(WHAT IS ASKED): Rewrite the listing so that every occurrence of "road curb" becomes "curb edge", leaving the rest unchanged.

BEGIN

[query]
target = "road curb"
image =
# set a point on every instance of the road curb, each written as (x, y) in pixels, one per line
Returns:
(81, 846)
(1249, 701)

END

(RESULT FOR THIS TASK):
[query]
target = "curb edge"
image =
# set a point on every instance of the curb edge, each written as (x, y) in pixels, one per line
Returns:
(81, 846)
(1249, 701)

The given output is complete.